→ STATED TASK
Duplicate the lines of the listing below word for word, starting at the line that contains "Task: Where can the gravel" and ending at the line that contains "[[573, 400]]", with both of those lines included.

Collected data entries
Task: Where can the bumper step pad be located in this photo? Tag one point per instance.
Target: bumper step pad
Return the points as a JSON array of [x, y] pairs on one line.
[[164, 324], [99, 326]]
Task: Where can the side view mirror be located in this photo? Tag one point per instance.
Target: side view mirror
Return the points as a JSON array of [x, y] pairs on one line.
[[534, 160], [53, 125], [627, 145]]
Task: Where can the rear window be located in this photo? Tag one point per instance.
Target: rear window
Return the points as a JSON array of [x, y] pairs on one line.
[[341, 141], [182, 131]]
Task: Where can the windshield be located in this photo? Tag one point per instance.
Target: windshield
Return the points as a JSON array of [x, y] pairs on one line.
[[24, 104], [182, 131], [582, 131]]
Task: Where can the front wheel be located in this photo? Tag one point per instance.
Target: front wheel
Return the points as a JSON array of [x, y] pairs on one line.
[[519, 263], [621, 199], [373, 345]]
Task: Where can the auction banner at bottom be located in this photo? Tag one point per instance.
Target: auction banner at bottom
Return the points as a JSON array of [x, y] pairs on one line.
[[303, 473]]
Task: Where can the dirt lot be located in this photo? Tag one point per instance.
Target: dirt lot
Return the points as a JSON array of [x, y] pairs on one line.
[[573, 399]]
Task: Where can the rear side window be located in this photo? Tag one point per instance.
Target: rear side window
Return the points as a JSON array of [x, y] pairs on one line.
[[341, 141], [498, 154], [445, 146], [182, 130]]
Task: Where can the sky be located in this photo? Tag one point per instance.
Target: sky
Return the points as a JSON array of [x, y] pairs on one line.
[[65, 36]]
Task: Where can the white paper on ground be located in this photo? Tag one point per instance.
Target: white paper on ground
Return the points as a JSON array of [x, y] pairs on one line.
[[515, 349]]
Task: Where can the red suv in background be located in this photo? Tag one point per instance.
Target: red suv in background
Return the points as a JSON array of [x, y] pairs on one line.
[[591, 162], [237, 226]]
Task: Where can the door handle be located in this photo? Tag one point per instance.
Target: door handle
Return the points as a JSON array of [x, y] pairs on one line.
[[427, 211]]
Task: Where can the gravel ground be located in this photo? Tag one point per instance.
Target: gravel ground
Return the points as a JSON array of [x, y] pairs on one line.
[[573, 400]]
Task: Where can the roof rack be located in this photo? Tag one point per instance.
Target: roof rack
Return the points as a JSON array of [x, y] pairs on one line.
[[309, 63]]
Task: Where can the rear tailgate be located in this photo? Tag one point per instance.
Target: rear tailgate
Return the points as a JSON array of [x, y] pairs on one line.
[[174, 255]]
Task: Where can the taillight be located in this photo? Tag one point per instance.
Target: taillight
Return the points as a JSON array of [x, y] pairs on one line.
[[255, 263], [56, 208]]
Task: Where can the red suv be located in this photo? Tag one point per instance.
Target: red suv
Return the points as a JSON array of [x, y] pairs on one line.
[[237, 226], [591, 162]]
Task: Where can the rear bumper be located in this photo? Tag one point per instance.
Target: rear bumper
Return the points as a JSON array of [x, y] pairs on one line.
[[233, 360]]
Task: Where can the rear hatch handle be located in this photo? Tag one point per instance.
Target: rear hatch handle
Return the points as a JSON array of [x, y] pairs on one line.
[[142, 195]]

→ COMPLETE RESPONSE
Task: Where can the gravel ground be located in this photo? Tag one point per instance.
Target: gravel ground
Return the points as a JSON array of [x, y] pairs on one line.
[[573, 400]]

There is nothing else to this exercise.